═══ Trecho fornecido

Com entrevista, Globo quis mostrar a Lula que tem poder
Se Sônia Bridi não participou da tramoia, devia ter se manifestado de público

Por Luis Felipe Miguel, professor, no facebook
Eu não assisto ao Fantástico, então fui procurar na internet a entrevista que Lula deu a Sônia Bridi.
Foi um gesto de propaganda, para mostrar que Lula continua mentalmente saudável. Mas foi também uma enorme concessão: depois de cirurgias daquela monta, o presidente da República concede uma exclusiva para uma emissora de televisão!
Daí, o golpe baixo. Se fosse para contestar o entrevistado – e o jornalismo brasileiro devia mesmo “apertar” mais, em vez de se limitar a registrar declarações – que o fizesse diante dele, permitindo réplica.

══════

A tarefa: Dê continuidade ao artigo sobre a entrevista de Lula ao Fantástico, começando logo após a última frase. As linhas não têm nenhum papel nesta tarefa.

═══ Entradas extraídas

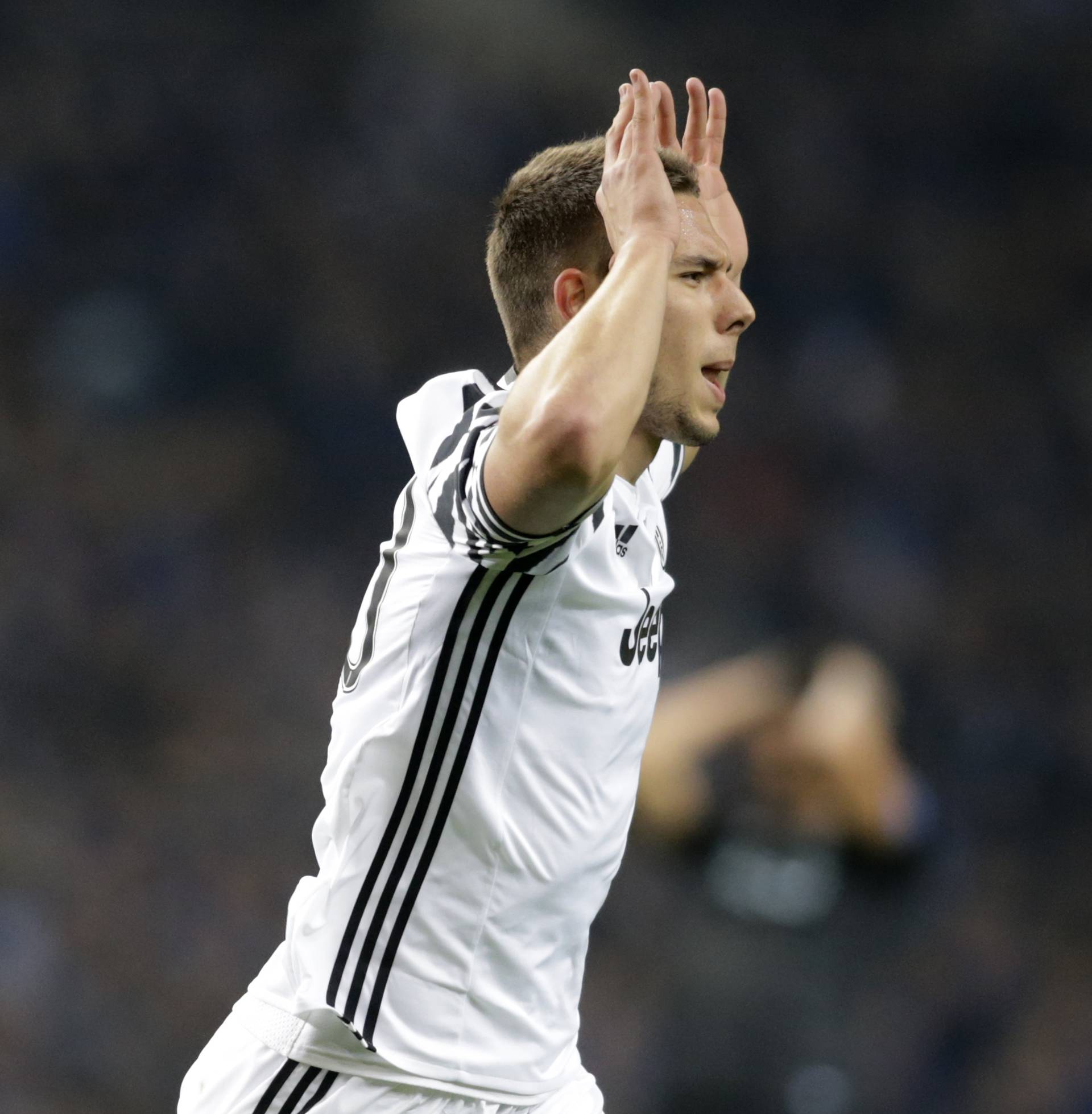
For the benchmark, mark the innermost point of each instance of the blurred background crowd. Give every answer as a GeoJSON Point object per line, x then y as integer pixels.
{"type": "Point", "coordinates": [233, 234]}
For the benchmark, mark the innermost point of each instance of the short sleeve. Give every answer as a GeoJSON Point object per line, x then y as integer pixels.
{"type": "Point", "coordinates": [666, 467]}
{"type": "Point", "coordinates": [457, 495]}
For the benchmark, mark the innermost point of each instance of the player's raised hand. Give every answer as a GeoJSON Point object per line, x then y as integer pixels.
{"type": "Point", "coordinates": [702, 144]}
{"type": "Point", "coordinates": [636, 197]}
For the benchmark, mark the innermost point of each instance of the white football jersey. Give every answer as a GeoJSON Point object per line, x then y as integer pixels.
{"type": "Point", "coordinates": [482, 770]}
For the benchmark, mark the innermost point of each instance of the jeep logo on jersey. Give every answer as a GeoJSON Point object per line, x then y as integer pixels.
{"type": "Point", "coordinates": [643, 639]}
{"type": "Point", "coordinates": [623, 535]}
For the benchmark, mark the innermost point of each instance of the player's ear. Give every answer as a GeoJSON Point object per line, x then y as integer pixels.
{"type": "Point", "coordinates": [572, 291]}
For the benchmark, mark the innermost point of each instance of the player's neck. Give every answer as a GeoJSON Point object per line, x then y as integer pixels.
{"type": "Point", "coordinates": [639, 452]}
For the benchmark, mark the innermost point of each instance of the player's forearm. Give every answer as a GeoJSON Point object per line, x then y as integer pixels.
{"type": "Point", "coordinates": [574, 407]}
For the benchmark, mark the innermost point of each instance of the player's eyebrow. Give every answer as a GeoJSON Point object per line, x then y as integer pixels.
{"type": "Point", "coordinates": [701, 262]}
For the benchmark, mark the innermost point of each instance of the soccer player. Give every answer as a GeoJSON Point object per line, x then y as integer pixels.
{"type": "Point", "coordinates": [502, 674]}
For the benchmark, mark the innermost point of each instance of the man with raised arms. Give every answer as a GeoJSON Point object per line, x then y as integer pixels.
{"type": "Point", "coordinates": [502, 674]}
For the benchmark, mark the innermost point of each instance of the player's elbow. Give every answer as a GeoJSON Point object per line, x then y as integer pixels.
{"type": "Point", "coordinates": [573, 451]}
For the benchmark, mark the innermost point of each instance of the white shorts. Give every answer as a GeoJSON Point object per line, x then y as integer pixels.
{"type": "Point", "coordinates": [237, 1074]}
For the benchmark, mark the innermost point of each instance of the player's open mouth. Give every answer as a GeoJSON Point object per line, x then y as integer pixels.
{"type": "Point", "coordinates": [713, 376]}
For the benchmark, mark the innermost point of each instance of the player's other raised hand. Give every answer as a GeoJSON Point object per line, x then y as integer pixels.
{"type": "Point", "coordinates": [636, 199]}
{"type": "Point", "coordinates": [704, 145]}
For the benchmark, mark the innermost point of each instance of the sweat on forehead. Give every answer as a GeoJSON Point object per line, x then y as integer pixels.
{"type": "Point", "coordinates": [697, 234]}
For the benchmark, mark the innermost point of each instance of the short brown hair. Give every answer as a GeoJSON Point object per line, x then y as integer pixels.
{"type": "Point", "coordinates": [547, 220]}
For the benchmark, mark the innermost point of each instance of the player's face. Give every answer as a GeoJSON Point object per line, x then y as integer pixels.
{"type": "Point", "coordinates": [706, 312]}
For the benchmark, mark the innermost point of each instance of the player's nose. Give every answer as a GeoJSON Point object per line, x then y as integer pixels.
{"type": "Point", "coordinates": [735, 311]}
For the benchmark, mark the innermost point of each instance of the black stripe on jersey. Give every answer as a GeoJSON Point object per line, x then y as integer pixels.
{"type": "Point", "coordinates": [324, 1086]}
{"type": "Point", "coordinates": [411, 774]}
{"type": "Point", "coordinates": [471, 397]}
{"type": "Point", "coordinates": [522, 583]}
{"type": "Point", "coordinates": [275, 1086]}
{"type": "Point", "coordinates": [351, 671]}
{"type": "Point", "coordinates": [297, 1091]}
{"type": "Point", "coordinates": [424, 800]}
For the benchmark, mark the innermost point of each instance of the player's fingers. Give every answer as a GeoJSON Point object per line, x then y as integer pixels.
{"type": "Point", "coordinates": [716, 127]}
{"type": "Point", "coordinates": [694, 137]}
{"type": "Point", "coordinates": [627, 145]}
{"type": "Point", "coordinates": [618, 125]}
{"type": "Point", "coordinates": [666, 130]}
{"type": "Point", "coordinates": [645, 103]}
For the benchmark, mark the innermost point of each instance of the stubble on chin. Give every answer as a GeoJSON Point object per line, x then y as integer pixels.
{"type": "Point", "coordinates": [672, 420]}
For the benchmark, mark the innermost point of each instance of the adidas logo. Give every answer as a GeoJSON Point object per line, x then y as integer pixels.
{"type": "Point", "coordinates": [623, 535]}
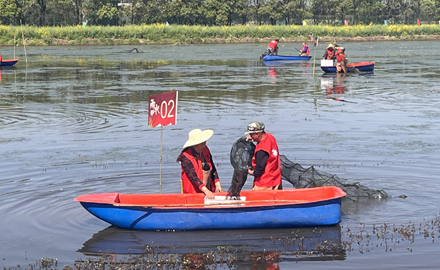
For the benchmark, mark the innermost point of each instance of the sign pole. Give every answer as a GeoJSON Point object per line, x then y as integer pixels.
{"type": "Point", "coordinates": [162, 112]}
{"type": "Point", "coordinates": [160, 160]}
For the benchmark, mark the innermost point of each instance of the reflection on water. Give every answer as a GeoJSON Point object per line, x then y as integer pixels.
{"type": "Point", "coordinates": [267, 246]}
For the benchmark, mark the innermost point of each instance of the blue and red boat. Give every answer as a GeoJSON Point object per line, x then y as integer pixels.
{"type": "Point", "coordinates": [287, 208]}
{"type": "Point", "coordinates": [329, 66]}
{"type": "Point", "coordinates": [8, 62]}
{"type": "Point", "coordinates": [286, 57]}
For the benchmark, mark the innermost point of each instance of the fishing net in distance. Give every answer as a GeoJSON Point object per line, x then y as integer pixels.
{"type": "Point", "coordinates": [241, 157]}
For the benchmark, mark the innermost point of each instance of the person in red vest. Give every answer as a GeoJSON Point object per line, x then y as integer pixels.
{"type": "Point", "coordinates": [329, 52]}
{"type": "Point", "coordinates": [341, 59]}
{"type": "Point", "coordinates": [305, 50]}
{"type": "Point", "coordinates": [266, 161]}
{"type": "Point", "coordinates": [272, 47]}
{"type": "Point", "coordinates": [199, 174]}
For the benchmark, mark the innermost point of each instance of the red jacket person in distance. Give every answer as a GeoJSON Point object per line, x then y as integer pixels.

══════

Resposta escrita:
E mesmo que quisesse apresentar outra versão, que o fizesse depois, não no meio da entrevista.
Não foi apenas inusual. Foi antiético e ofensivo.
Com a manobra, a Globo persegue dois objetivos. O primeiro é afirmar sua autoridade, algo que se tornou importante para o jornalismo desde que está ameaçado pelos novos circuitos de disseminação de informação, mas que, para a “Vênus platinada” (lembram?), é ainda mais importante.
As “sabatinas” com candidatos no Jornal Nacional servem de exemplo. William Bonner não age como jornalista, mas como mestre-escola, cobrando as respostas “certas” – não por acaso, aquelas que favorecem o sistema financeiro, o agronegócio, os ricos em geral.
Mas quando Bolsonaro esteve lá, em 2018 e 2022, mentiu à vontade, sem ser confrontado: sobre o pretenso “kit gay” nas escolas, sobre combate à Covid, sobre tudo.
O que me leva ao segundo objetivo da Globo: mostrar a Lula que tem poder. Que não se arrepende de sua participação na conspiração Lava Jato, que pode retomar sua parceria com algum novo Sergio Moro, que o governo não pode sair da linha ou será atropelado.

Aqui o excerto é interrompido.